((

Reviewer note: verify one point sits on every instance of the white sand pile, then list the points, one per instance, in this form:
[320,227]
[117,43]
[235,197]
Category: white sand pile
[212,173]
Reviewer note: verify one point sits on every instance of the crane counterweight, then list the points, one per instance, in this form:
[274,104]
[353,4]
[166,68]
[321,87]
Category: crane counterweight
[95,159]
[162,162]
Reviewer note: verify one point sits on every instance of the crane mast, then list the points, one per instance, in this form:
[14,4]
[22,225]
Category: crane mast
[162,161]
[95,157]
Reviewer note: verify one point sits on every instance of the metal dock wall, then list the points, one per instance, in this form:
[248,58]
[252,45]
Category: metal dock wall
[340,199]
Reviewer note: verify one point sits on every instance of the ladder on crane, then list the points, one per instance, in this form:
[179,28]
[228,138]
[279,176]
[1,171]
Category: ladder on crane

))

- Assignment -
Would you filter the records and copy out each line containing "note"?

- Task answer -
Reviewer note: verify one point sits on every instance of the white sand pile, then list the points, one per instance, in this form:
Reviewer note: verify one point sits on every instance of the crane counterweight, then list the points, one per instance, in this form:
Reviewer note: verify one point sits on every instance of the crane mast, then list the points, one per instance, in this form:
Reviewer note: verify one point sits on every instance of the metal dock wall, then list the points, one per instance, in this form:
Reviewer note: verify one point sits on every instance of the ladder on crane, then list the points, one per instance, in this form:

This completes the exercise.